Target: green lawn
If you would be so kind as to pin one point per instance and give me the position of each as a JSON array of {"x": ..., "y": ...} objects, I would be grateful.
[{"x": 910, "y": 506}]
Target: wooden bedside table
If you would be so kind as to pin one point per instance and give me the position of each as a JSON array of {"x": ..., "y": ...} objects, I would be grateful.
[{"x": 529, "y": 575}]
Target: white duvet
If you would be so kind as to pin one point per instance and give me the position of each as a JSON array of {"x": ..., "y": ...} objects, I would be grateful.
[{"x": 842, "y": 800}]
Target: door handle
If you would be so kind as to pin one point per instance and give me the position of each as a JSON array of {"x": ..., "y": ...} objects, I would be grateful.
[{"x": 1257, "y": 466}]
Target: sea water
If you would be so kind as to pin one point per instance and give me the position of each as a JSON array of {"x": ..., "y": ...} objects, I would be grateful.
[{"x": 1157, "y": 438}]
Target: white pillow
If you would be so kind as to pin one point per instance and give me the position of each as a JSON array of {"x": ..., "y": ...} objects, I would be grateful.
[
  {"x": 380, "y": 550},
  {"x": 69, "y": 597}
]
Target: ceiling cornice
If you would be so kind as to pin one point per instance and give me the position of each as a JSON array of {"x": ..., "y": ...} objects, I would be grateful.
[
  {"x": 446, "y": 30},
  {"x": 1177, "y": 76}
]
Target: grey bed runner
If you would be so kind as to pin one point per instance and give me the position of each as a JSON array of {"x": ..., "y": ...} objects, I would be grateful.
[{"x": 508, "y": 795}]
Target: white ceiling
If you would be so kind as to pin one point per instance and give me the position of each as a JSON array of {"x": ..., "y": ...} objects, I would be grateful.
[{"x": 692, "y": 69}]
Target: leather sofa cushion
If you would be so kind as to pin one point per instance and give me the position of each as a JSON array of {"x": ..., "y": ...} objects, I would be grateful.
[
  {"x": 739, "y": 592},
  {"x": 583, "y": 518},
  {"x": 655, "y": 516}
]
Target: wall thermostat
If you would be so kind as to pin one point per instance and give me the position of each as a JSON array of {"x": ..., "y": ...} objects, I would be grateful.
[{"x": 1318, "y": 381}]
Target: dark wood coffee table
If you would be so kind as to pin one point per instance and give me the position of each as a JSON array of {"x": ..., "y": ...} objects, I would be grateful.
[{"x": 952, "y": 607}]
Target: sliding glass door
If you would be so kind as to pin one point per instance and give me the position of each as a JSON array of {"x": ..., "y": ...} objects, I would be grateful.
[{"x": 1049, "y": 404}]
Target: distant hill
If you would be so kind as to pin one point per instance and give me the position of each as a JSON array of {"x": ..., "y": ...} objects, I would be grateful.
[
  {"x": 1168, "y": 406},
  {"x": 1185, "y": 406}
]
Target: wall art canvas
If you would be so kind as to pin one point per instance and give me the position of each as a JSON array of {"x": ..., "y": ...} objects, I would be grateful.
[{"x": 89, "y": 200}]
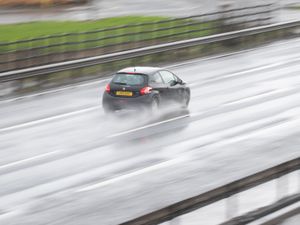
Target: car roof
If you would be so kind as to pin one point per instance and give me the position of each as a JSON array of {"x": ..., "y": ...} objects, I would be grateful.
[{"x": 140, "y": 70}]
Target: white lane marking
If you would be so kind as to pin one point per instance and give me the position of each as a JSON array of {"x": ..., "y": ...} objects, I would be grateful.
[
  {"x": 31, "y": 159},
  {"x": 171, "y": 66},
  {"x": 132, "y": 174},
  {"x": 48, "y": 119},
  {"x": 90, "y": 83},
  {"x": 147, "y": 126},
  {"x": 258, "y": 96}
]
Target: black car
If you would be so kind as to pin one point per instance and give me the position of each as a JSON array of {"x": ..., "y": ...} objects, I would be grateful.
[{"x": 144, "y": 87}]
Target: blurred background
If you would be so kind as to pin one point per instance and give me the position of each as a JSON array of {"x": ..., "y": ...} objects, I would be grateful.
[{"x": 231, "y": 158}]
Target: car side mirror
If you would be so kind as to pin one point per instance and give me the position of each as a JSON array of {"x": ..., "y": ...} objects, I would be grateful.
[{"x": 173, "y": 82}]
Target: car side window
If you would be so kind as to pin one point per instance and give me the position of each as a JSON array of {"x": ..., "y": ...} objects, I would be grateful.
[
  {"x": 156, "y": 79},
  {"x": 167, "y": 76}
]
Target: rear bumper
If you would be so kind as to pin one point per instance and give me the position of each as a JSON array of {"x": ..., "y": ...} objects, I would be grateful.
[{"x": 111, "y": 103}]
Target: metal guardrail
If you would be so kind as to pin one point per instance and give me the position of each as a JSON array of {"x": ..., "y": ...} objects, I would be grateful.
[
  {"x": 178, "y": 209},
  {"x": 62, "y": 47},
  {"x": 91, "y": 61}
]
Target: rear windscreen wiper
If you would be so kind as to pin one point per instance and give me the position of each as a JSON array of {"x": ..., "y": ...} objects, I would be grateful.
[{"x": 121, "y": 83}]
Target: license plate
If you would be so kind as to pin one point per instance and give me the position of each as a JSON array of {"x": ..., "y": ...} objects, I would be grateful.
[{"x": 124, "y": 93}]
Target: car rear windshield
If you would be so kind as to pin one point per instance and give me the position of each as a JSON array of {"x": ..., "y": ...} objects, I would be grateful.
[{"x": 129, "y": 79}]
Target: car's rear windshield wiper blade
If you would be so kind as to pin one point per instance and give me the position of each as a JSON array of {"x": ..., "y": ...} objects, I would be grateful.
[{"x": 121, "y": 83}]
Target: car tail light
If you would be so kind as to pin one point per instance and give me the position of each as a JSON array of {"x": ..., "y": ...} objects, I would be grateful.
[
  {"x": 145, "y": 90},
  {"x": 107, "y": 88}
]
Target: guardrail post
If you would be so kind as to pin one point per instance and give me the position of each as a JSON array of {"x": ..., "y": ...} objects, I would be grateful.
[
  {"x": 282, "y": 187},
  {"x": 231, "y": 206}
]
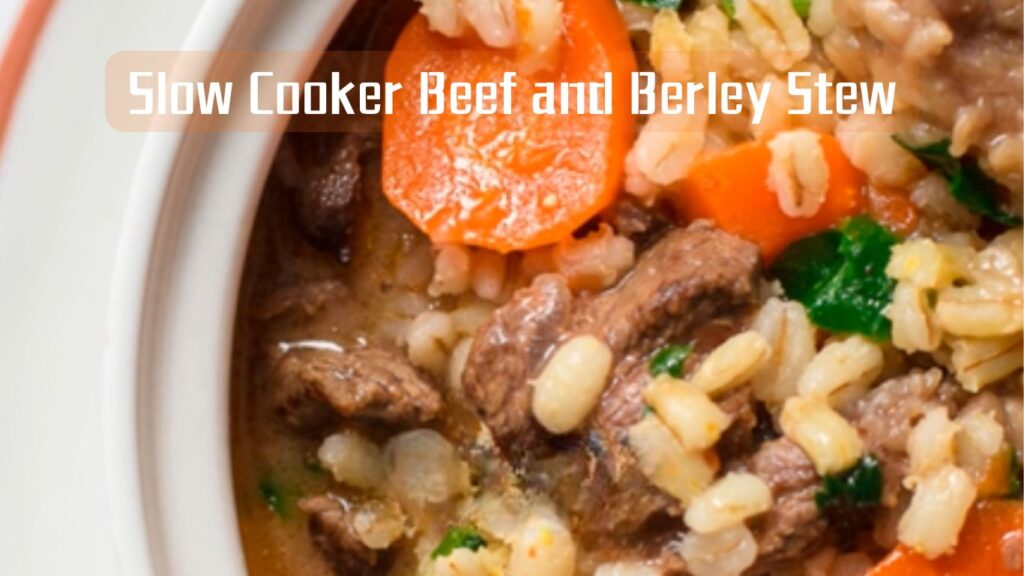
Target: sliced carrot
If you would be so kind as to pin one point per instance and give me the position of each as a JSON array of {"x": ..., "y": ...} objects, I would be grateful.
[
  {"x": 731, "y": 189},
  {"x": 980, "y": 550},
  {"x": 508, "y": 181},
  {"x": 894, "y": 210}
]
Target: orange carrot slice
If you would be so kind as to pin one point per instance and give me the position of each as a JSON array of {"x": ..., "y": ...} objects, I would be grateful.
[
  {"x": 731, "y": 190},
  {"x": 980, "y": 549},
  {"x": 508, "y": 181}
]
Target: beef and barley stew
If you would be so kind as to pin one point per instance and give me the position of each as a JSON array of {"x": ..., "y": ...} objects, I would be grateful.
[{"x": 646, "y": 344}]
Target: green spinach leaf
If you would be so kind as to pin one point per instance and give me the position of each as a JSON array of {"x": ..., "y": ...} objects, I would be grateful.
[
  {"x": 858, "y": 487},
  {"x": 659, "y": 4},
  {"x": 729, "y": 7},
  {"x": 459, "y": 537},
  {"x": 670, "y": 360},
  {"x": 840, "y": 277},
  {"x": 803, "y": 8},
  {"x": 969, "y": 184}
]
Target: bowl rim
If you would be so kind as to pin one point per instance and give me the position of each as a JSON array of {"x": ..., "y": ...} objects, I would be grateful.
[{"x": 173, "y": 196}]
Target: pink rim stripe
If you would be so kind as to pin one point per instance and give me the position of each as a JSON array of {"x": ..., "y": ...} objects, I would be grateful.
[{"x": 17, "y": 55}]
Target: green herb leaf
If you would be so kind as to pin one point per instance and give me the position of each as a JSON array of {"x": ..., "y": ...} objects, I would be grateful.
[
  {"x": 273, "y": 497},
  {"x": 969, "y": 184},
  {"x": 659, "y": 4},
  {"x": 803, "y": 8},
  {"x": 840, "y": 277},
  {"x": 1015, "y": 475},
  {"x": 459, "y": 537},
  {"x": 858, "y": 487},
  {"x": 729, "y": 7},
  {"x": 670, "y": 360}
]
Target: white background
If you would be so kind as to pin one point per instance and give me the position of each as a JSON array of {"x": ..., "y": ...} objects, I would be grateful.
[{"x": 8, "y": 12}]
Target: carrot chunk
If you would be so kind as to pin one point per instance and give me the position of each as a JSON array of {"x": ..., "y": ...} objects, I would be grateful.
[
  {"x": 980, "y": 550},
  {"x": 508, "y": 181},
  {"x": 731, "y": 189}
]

________________

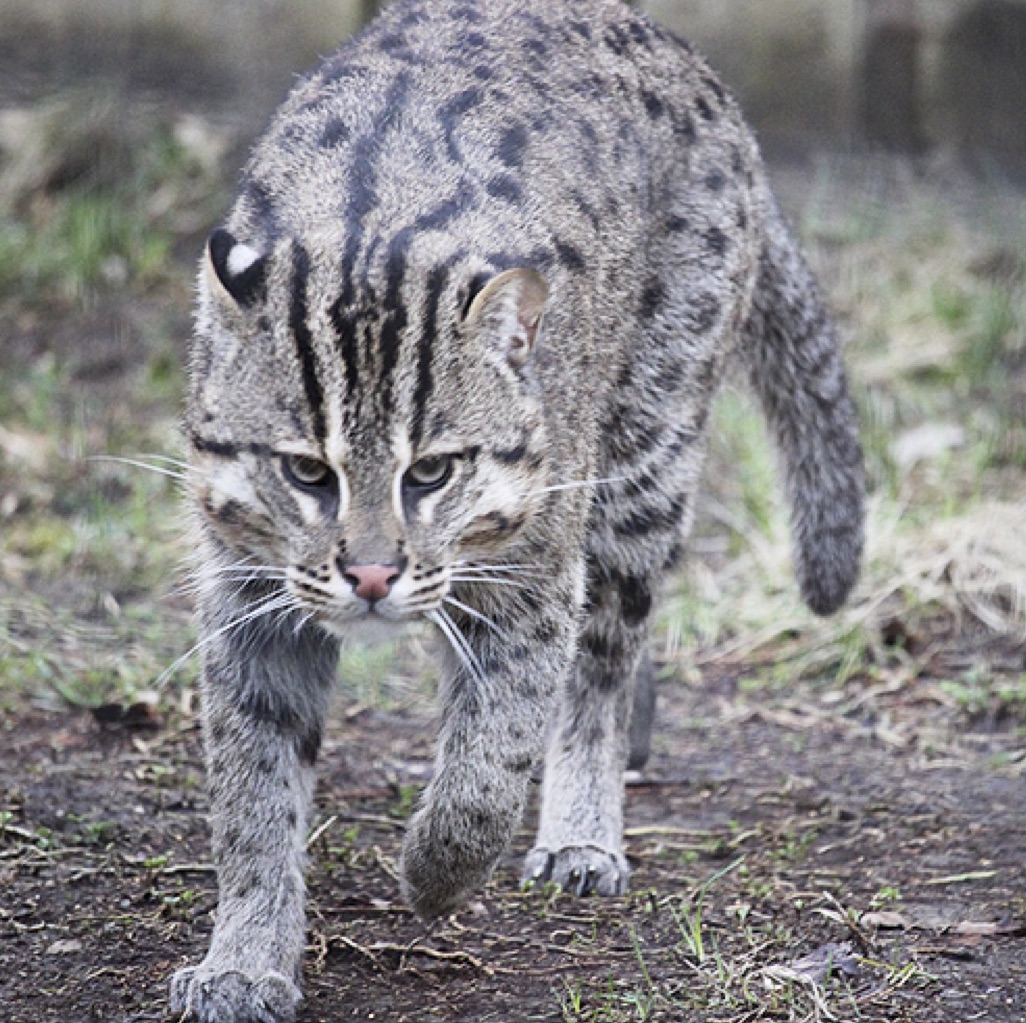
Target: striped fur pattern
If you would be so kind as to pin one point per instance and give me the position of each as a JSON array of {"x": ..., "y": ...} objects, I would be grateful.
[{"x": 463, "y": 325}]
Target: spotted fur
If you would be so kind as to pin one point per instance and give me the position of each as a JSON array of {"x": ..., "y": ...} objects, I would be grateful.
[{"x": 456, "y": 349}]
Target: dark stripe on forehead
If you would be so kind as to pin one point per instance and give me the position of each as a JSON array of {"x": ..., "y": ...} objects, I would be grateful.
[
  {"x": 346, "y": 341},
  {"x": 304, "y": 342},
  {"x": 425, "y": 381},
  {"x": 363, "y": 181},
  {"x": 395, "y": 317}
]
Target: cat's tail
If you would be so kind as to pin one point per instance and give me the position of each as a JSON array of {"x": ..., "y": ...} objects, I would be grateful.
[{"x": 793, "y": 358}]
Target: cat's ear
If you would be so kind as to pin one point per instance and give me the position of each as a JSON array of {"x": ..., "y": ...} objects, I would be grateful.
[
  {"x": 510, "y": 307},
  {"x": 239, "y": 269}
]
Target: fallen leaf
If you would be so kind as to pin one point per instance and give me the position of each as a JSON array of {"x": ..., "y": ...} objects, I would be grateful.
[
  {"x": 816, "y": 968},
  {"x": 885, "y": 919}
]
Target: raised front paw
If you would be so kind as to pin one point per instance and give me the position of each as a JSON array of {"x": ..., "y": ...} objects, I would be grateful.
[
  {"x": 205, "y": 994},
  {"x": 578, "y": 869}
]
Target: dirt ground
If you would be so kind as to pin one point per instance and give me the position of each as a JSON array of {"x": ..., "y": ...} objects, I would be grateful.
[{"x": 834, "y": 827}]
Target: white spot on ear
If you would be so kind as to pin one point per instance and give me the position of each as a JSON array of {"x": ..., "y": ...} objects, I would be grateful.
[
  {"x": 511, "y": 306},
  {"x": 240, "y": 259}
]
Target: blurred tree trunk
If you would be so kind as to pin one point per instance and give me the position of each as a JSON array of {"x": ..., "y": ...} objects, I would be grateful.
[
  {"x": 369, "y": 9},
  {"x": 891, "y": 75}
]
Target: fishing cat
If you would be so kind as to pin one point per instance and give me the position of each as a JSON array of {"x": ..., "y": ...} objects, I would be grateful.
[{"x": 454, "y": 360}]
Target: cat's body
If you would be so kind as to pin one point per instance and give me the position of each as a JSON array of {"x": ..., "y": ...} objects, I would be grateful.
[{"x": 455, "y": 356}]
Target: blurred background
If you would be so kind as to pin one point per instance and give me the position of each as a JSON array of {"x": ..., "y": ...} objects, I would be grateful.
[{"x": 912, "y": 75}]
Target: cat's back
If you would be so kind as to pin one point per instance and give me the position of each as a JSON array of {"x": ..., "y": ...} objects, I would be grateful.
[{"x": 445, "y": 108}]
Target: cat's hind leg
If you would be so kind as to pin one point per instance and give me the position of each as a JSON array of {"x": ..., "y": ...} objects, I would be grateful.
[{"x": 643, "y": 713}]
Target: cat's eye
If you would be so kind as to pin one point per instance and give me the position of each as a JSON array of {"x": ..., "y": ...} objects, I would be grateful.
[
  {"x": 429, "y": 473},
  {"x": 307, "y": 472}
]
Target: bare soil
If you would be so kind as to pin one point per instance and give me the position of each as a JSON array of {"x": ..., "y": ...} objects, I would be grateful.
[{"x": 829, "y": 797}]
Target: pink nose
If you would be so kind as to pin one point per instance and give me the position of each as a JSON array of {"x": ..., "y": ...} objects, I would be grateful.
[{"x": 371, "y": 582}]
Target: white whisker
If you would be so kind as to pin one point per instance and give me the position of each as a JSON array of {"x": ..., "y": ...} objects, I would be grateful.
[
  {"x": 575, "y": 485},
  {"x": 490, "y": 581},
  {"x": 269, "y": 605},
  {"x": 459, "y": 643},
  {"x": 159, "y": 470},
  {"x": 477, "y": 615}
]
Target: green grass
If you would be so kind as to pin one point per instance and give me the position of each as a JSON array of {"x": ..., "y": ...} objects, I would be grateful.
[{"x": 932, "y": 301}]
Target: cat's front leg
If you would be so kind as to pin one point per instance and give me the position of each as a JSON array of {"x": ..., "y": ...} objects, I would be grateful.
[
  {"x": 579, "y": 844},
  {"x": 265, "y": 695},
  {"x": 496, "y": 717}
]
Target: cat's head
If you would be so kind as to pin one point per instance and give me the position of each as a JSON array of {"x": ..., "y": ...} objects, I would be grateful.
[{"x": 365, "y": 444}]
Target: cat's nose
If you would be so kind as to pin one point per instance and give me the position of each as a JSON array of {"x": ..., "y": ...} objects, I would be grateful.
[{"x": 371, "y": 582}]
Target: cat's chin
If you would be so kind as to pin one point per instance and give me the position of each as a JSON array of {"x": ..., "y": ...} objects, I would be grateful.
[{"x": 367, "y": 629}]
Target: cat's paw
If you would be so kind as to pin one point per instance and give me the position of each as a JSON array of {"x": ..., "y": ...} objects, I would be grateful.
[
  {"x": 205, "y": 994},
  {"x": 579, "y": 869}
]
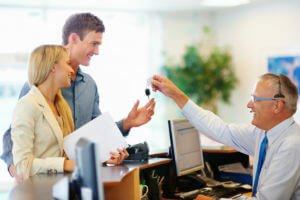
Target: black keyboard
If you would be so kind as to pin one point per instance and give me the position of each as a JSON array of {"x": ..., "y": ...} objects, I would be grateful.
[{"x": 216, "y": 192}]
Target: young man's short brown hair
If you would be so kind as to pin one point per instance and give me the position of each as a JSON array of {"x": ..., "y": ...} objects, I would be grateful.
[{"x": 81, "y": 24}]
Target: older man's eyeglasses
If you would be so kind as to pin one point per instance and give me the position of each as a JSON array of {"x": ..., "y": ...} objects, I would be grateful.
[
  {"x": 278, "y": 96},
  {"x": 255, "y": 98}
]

________________

What is being asked — Which lines of the rows above contain the string "front"? Gather every one of them in full, treating uppercase and lowercase letters as different.

Solution below —
Target: raised front paw
Target: cat's front leg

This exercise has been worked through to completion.